Wednesday, December 19, 2018
Challenges to anonymous tip and ‘career offender’ designation fall short
In United States v.McCants, No. 17-3103 (Dec. 18, 2018), the Court rejects a Fourth Amendment challenge to a stop and frisk predicated on an anonymous tip and upholds application of the Sentencing Guidelines’ ‘career offender’ enhancement based on prior New Jersey robbery convictions.
As summarized by Judge Hardiman in an opinion joined by Judges Krause and Bibas, an unknown “caller used the 911 system to report an eyewitness account of domestic violence and provided the officers with a detailed description of the suspect and location, both of which were quickly confirmed by the police.” The tipster reported that a man with braids and a red hat was “out here beating up his girlfriend … really bad right now” near the intersection of Grove and Williams in East Orange. The caller also said “I think he has a gun,” then hung up without identifying herself. Within a minute, an officer had responded to the reported location and spotted a man with dreadlocks and a red hat walking on Grove Street with a woman. The woman showed no sign of injury. Police searched the man and found a handgun, then placed him under arrest and recovered heroin, leading to gun and drug trafficking charges under 18 U.S.C. § 922(g)(1) and 21 U.S.C. § 841(a), (b)(1)(C).

----

◆ Exercise requirements ◆
A – In the case summary, what led to the gun and drug trafficking charges? Answer in one to three sentences.
B – Repeat word for word the stretch of the case summary from "Wednesday, December 19, 2018" through "Jersey robbery convictions.".

----

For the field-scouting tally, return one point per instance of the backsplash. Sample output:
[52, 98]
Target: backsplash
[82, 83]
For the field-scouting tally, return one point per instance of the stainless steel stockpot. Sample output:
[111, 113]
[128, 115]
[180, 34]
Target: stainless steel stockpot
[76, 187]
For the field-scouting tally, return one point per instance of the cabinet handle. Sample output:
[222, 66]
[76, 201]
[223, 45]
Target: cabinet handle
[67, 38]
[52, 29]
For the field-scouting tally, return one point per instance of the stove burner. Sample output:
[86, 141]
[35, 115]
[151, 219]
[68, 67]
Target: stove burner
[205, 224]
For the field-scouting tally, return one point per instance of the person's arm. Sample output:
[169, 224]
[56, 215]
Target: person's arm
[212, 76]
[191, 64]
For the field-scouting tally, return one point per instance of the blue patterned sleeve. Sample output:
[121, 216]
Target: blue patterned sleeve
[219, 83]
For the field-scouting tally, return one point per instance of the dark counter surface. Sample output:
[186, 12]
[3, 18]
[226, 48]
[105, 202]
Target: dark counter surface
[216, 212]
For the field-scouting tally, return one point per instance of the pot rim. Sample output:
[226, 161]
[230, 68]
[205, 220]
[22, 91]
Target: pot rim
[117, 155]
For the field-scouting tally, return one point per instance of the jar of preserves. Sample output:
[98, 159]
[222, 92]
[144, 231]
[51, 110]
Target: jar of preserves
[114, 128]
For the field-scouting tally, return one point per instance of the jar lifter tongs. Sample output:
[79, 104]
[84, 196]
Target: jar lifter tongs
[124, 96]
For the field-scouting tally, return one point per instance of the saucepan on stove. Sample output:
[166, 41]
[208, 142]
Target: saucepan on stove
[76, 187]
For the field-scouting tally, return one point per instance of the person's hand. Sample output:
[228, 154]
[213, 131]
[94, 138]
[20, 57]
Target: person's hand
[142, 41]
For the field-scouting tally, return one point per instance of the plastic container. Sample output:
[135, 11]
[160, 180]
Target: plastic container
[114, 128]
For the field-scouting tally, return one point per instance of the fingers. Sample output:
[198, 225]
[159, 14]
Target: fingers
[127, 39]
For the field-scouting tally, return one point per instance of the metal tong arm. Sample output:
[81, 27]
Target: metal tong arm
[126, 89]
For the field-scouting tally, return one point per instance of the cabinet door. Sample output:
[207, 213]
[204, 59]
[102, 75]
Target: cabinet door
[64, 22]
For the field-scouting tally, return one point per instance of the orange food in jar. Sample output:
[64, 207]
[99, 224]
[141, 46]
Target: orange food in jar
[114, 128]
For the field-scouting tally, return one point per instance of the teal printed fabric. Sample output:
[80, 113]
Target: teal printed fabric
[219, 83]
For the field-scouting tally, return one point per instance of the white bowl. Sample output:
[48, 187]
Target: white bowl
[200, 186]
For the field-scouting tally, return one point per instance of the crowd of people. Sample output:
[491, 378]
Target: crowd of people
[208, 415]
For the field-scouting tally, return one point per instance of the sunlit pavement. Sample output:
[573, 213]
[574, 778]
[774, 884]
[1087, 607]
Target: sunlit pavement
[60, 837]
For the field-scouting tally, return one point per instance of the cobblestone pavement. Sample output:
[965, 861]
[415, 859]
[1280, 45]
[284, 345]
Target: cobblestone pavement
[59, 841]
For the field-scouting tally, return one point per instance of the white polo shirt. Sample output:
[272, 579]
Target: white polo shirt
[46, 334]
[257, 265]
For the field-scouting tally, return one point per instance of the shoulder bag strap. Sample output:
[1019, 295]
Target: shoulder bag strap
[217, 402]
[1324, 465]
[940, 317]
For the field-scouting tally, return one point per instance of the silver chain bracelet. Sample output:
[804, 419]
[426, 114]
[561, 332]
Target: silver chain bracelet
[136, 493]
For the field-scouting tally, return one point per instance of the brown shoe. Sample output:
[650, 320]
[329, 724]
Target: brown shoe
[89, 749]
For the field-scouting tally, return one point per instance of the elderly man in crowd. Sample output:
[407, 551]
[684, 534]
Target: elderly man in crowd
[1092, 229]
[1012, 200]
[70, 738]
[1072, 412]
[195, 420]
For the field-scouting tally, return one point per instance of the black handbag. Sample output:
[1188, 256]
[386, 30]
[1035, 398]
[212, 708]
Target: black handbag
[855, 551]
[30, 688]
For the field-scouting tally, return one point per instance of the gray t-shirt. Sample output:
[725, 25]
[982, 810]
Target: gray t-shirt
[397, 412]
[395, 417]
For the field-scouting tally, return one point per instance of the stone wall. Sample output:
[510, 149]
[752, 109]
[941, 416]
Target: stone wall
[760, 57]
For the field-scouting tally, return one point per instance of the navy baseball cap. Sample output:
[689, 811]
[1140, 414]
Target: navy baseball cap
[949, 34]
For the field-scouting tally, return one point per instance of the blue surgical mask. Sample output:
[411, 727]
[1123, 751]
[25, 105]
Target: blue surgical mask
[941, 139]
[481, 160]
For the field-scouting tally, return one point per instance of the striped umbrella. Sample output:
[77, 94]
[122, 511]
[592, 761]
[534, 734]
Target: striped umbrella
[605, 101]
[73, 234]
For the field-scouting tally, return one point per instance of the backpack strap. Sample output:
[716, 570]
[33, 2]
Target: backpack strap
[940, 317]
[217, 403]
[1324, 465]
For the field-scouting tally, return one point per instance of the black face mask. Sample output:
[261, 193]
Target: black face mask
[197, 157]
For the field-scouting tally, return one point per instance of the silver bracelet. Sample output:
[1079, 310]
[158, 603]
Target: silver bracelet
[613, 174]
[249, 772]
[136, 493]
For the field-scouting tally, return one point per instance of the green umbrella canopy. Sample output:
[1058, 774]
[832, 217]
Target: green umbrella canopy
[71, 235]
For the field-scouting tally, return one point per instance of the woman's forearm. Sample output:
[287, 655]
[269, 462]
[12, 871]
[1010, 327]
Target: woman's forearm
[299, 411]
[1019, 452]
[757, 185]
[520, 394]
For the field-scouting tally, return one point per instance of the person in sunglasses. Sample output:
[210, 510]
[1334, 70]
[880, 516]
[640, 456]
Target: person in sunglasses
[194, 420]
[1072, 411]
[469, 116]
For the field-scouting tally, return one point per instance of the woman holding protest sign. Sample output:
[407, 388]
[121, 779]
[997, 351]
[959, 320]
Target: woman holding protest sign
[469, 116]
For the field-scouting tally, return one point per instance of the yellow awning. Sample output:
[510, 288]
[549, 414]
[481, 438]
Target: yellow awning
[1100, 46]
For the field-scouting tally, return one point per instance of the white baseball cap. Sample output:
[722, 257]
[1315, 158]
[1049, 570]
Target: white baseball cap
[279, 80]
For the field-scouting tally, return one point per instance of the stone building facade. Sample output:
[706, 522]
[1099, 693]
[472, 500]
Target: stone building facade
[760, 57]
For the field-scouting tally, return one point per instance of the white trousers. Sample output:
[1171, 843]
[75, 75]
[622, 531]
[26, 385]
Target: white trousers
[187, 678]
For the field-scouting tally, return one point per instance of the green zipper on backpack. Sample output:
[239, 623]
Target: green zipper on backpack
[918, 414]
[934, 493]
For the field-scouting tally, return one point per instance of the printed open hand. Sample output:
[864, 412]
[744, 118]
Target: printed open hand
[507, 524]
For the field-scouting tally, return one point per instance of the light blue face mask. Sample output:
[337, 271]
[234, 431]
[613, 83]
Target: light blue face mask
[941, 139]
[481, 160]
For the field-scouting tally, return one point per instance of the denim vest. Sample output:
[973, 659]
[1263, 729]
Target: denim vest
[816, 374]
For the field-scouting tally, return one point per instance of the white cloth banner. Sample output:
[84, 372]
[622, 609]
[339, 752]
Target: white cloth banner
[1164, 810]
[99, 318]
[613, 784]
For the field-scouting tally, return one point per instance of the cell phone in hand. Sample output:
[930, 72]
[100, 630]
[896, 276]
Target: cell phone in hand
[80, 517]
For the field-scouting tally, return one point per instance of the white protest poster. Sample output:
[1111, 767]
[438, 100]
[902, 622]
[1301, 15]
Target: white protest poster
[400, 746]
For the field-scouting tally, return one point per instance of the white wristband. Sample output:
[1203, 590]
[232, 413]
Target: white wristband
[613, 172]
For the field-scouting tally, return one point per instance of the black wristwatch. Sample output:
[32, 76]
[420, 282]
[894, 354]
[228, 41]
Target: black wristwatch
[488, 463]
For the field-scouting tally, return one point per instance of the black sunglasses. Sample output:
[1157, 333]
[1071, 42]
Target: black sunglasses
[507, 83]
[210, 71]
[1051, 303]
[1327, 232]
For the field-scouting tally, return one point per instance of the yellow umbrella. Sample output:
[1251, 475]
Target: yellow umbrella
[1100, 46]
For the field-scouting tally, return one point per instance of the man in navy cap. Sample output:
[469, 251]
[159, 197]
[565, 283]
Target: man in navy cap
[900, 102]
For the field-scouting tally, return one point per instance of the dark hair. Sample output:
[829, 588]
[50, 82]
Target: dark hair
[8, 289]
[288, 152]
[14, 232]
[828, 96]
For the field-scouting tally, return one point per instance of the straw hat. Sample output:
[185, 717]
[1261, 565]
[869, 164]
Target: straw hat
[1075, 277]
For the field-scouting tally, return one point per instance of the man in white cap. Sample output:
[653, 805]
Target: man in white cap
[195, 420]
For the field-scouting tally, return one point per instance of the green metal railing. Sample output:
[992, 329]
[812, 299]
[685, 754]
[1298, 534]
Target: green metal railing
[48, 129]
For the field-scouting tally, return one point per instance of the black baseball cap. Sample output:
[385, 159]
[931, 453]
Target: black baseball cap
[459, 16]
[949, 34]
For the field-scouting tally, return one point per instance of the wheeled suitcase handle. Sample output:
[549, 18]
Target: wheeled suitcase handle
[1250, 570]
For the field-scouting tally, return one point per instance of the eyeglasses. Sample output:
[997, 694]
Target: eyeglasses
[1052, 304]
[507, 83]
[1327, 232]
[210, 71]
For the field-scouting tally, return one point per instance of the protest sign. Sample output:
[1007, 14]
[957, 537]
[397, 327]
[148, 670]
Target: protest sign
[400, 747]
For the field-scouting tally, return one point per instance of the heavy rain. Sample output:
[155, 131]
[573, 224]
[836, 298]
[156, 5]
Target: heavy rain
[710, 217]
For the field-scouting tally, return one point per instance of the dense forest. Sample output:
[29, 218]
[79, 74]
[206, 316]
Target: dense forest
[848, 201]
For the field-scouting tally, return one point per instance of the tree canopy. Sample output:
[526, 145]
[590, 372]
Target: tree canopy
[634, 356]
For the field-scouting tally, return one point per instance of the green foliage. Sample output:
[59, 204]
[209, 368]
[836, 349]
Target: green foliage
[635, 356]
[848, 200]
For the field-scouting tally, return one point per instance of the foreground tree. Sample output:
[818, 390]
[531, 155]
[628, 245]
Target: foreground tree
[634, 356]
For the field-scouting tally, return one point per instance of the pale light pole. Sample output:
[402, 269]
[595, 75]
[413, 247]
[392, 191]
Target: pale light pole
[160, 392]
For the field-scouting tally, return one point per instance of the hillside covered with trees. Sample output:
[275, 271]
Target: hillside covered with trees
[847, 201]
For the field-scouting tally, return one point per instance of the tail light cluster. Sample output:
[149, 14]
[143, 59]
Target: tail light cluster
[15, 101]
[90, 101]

----

◆ Answers to the problems ◆
A – Police searched the man and found a handgun, then arrested him and recovered heroin. Those finds led to charges under 18 U.S.C. § 922(g)(1) and 21 U.S.C. § 841(a), (b)(1)(C).

B –
Wednesday, December 19, 2018
Challenges to anonymous tip and ‘career offender’ designation fall short
In United States v.McCants, No. 17-3103 (Dec. 18, 2018), the Court rejects a Fourth Amendment challenge to a stop and frisk predicated on an anonymous tip and upholds application of the Sentencing Guidelines’ ‘career offender’ enhancement based on prior New Jersey robbery convictions.